• EXERCISE: Give the lines again exactly as they appear, beginning at the one with "If you could pick out the blurred" and ending at the last line of the records.

• EXERCISE DATA:
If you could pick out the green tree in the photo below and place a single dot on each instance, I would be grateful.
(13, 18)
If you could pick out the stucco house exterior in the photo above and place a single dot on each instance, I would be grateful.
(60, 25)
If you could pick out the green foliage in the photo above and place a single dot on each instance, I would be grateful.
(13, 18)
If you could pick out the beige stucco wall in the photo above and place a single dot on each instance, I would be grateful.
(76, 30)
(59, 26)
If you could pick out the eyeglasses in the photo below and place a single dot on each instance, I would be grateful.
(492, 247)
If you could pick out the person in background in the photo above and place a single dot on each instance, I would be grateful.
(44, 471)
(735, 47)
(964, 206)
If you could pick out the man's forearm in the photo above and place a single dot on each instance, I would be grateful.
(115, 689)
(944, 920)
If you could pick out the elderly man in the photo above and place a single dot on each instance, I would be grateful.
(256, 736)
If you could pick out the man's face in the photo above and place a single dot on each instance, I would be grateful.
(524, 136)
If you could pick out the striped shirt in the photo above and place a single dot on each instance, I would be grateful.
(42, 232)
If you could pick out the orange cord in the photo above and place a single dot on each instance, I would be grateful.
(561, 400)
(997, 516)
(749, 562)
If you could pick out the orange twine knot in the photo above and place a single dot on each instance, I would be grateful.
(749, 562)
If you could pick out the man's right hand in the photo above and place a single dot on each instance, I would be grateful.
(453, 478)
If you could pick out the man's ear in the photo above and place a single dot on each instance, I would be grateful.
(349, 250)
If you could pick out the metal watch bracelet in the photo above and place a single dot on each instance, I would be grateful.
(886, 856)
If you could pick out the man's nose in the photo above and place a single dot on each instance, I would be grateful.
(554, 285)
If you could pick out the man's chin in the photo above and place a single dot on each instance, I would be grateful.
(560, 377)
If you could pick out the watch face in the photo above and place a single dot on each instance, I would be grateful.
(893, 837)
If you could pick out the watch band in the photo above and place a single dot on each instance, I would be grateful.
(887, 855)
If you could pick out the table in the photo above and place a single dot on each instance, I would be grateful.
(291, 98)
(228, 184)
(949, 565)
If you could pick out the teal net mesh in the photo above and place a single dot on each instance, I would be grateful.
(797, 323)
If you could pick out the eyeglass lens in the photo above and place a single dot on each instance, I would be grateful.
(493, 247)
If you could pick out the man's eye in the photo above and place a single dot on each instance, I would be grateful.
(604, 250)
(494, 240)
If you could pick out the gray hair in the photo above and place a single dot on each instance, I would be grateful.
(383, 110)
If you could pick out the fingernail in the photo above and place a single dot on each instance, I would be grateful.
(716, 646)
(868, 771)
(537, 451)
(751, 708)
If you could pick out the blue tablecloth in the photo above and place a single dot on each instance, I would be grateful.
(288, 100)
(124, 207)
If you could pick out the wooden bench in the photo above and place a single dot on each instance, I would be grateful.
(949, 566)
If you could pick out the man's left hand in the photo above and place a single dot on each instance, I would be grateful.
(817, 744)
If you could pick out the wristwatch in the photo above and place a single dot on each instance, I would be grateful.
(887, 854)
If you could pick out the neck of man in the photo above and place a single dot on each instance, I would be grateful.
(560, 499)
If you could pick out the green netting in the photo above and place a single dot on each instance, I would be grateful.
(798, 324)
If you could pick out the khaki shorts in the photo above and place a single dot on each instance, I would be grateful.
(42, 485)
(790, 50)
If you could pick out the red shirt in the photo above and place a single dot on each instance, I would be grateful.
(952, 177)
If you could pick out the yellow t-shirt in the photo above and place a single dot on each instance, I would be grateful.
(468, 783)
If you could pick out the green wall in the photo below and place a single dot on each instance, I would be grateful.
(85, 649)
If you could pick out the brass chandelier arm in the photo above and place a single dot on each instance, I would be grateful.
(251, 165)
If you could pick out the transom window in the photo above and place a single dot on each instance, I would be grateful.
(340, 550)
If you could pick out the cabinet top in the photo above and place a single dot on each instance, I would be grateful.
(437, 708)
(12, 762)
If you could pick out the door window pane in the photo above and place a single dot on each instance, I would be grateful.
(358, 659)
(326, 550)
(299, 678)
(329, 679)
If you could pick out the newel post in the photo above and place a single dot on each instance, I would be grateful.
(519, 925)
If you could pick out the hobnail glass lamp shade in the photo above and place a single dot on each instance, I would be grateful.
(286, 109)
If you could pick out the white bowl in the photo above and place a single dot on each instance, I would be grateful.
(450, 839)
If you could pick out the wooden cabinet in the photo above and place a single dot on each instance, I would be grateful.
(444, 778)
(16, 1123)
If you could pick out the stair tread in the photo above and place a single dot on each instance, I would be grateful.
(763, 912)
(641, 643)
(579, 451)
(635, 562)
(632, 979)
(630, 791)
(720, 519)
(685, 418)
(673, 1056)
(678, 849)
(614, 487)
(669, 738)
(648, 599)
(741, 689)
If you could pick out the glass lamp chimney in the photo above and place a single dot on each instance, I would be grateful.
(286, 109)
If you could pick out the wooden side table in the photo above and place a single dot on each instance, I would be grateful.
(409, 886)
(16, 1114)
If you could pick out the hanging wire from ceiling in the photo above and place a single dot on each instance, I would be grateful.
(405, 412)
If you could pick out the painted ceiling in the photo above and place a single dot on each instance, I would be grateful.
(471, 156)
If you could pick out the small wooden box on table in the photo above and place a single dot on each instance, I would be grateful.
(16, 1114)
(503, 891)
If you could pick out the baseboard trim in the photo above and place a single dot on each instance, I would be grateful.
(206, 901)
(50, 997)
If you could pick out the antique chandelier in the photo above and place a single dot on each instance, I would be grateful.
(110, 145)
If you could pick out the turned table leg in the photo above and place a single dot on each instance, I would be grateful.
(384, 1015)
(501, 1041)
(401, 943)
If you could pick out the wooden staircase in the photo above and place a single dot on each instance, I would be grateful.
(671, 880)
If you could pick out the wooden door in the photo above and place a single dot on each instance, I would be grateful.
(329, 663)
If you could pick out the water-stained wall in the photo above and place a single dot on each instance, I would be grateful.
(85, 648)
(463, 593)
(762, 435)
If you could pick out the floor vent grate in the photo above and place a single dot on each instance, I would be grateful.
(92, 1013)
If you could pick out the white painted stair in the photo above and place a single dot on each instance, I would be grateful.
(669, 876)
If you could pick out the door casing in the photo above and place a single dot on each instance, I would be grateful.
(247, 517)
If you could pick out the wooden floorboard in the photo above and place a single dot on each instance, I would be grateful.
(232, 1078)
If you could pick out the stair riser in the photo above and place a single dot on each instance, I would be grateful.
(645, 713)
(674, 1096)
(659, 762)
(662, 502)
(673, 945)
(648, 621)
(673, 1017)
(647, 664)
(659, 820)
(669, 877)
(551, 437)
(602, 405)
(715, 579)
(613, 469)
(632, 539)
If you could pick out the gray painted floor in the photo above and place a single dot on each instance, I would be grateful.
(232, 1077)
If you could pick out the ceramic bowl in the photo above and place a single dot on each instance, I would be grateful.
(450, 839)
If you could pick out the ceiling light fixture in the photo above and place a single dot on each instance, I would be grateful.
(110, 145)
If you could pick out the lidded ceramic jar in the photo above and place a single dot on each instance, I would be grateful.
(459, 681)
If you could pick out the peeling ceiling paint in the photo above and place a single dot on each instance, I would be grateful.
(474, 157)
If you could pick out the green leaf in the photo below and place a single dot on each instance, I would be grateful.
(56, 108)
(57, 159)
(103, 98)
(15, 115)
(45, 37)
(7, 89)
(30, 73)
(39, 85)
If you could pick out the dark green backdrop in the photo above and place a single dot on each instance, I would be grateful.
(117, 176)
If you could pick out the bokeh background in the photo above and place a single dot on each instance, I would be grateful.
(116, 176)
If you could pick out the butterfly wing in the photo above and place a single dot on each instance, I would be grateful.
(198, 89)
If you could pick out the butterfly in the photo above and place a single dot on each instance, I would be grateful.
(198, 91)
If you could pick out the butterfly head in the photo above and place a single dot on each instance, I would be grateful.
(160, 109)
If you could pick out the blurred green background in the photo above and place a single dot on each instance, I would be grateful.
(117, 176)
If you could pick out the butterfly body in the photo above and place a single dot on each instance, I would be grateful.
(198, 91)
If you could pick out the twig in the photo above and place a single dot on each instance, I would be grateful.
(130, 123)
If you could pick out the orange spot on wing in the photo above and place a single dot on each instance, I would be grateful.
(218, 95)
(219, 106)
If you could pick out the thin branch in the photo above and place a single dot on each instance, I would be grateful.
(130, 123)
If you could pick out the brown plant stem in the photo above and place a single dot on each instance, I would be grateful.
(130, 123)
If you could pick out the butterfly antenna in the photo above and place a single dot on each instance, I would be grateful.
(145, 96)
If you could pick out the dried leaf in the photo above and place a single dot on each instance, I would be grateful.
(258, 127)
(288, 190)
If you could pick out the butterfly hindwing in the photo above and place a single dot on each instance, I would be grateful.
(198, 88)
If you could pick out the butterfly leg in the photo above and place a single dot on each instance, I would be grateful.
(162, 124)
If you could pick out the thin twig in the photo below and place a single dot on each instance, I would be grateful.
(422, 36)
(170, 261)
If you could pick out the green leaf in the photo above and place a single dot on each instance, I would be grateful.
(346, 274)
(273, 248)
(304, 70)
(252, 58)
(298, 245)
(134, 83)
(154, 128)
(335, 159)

• OUTPUT FOR THIS EXERCISE:
If you could pick out the blurred green background in the photo above and place a single dot on each instance, I would be grateful.
(117, 176)
If you could pick out the butterfly body in the photo above and place a single dot on each instance, I would be grateful.
(198, 91)
If you could pick out the twig in the photo above and place a single dot on each instance, I would be grateful.
(130, 123)
If you could pick out the orange spot on wing in the photo above and place a single dot on each instance, I would be grateful.
(218, 95)
(219, 106)
If you could pick out the thin branch in the photo above and place a single dot on each instance, I would be grateful.
(130, 123)
If you could pick out the brown plant stem in the photo above and place a single dot on each instance, I would be grateful.
(130, 123)
If you could pick out the butterfly antenna in the photo above and place a single dot on each instance, I would be grateful.
(145, 96)
If you could pick out the dried leaf in the photo above and place a single dot on each instance, I would be grateful.
(258, 127)
(288, 190)
If you could pick out the butterfly hindwing in the photo above and place a single dot on each instance, I would be grateful.
(198, 88)
If you could pick out the butterfly leg in the photo above and place a single dot on each instance, I would be grateful.
(162, 124)
If you could pick out the thin twig in the photo below and place a single dot on each instance, I would be grateful.
(422, 36)
(170, 261)
If you could pick out the green leaf in the photo above and place a single dot on each instance, I would be grateful.
(346, 274)
(273, 248)
(304, 70)
(252, 58)
(298, 245)
(134, 83)
(154, 128)
(335, 159)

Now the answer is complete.